NOvA co-spokesman Peter Shanahan (Fermi National Accelerator Laboratory, near Chicago IL USA) said, “People are ecstatic to see our first observation of neutrino oscillations”. The massive particle detector, 50 feet [15 meters] tall, 50 feet [15.25 metres] wide and 200 feet [61 metres] long, is located in Ash River MN USA, 500 miles away from the neutrino beam generated by the accelerator at Fermilab. The neutrino beam passes through an underground detector that measures its neutrino composition before leaving the site. The laboratory’s accelerator sends, once per second, trillions of neutrinos to the detector at Minnesota, where only a few will register. Shanahan said, “For all the people who worked over the course of a decade on the designing, building, commissioning, and operating this experiment, it’s beyond gratifying”.

A neutrino makes its presence known at the NOvA detector by colliding with an atom, after which it releases a trail of particles and light. The trail is different depending on whether it is an electron, muon, or tau neutrino; the type of neutrino relates to its corresponding charged particle. The neutrino beam originating at Fermilab is composed almost entirely of muon neutrinos, and the researchers are able to detect oscillating neutrinos by measuring how many muon neutrinos disappear over their journey and reappear as electron neutrinos. The scientists found that instead of 201 muon neutrinos arriving at the NOvA far detector, they detected only 33, proof that the oscillation of neutrinos took place.

■ **INFORMATION SHOWN**
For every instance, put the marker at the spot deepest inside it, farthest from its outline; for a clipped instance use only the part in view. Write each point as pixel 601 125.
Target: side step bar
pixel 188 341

■ **YOUR TASKS**
• 1. Check each statement against the NOvA neutrino passage and answer yes or no, quoting the words that settle it: (a) The detector sits in Ash River, Minnesota, 500 miles from where the beam is generated. (b) The beam from Fermilab is made up almost entirely of electron neutrinos. (c) The accelerator sends neutrinos to the detector once per minute.
• 2. Extend the NOvA neutrino passage with a few more sentences, picking up after its final sentence.
You won't need the lines to do any of this.

■ **EXPECTED ANSWERS**
• 1.
(a) Yes: "is located in Ash River MN USA, 500 miles away from the neutrino beam generated by the accelerator at Fermilab"
(b) No: "composed almost entirely of muon neutrinos"
(c) No: "sends, once per second, trillions of neutrinos to the detector at Minnesota"

• 2.
The NOvA collaboration comprises 210 scientists and engineers from 39 institutions in the USA, Brazil, Czechia, Greece, India, Russia, and the UK, and aims to gain greater understanding of the neutrino particle, one of the fundamental particles that make up the universe, but one of the least understood. Scientists believe neutrinos could hold clues as to why matter overwhelmingly survived after the Big Bang instead of just energy in the form of light. Physicist Thomas Coan, a principal investigator on NOvA, explained, “If we want to understand the universe on a large scale, we have to understand how neutrinos behave. Experimental observations from NOvA will be an important input into the overarching theory”.

Last month, the accelerator at Fermilab set a world record for most powerful high-energy particle beam ever generated for a neutrino experiment, when it generated a sustained 521-kilowatt beam, beating the 400-plus-kilowatt beam sent to neutrino experiments from particle accelerators at CERN, home to the Large Hadron Collider. The next aim for the accelerator is to deliver 700 kilowatt beam power, and then upgrade to power in excess of 1,000 kilowatts, or 1 megawatt.